I don't remember if I told you that my mom is depressed and she has an anxiety disorder. She's not depressed anymore in that sense but she still takes medication.
Penny knew this, because I told her everything. She knew that my mom had suicidal thoughts. Penny used that against me in that threat.
She said and I quote "if you stop being my friend I will cut myself and I will hurt myself because you are my only friend and you can't stop being friends with me"
Like who tf says that to someone who already has bad anxiety and has a mother with a suicidal background? She was literally clinically insane. I was never the problem, but she told me that every fight was my fault. But she was always the problem, not me.
When she wrote this I had the worst panic attack of my life. I mean, I hated her for being this way to me but I didn't want me to be the reason she hurts herself. Like she was fucking insane! If she hurt herself it wouldn't be my fault, it would be hers. She decides what she wants to do, I don't decide that. I never spoke to her again after she wrote that. She had already pushed me over the edge.

_Data extracts_.
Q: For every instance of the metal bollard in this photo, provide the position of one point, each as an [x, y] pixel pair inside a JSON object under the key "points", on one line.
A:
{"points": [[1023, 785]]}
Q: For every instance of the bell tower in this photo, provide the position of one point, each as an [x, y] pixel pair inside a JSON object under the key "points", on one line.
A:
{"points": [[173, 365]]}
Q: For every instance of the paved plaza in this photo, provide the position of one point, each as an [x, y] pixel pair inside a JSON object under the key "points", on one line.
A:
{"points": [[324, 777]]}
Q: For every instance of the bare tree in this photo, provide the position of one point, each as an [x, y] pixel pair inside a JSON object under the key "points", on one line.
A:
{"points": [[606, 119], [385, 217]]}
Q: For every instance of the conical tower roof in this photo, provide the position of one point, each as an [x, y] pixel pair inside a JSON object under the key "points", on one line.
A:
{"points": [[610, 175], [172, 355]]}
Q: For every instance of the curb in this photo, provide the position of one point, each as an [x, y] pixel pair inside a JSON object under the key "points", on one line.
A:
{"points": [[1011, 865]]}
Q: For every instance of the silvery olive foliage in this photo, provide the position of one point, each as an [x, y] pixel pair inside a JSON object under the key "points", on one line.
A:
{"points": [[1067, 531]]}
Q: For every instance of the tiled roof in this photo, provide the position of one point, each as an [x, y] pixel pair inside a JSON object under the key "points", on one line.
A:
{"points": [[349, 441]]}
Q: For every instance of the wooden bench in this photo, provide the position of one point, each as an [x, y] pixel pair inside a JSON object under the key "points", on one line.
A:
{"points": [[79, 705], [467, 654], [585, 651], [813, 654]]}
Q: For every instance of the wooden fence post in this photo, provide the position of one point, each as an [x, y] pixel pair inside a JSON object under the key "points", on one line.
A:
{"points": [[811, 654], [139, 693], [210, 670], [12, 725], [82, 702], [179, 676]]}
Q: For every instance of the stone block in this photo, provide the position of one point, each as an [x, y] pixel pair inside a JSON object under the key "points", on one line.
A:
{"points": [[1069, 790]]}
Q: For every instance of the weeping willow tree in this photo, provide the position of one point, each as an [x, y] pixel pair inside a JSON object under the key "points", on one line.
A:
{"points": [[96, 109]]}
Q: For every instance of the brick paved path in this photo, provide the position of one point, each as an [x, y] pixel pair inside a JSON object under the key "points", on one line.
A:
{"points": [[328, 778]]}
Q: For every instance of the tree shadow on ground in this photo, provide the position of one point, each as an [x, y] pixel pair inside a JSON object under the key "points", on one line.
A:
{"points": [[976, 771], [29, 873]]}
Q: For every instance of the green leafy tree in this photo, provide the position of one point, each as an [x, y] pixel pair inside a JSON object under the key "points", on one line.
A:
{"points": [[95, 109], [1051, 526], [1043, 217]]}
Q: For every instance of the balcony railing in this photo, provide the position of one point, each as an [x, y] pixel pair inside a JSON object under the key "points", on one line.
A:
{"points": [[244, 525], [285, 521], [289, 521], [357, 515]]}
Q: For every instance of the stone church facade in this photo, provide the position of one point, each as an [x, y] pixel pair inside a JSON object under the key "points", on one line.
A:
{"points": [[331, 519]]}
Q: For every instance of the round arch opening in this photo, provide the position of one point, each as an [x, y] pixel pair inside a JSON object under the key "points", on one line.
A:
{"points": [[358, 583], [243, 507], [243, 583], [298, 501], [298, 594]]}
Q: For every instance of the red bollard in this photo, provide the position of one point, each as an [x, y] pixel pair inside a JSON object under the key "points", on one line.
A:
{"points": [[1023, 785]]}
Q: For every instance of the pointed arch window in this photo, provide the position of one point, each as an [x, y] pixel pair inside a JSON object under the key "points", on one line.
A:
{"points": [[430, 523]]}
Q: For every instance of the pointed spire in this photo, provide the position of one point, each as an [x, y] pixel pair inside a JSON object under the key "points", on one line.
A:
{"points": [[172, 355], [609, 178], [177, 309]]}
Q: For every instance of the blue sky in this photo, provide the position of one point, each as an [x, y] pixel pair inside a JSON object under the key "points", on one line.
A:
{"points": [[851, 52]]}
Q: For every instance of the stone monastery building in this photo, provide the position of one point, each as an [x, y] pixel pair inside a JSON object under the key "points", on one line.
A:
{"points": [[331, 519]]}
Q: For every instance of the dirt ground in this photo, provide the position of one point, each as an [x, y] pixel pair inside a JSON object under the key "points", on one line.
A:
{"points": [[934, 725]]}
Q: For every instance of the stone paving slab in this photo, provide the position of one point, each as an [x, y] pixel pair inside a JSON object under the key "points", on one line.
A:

_Problem_. Reproduce the part of the account about Penny above, starting at "Penny knew this, because" and ending at "problem, not me.".

_Written reply_.
Penny knew this, because I told her everything. She knew that my mom had suicidal thoughts. Penny used that against me in that threat.
She said and I quote "if you stop being my friend I will cut myself and I will hurt myself because you are my only friend and you can't stop being friends with me"
Like who tf says that to someone who already has bad anxiety and has a mother with a suicidal background? She was literally clinically insane. I was never the problem, but she told me that every fight was my fault. But she was always the problem, not me.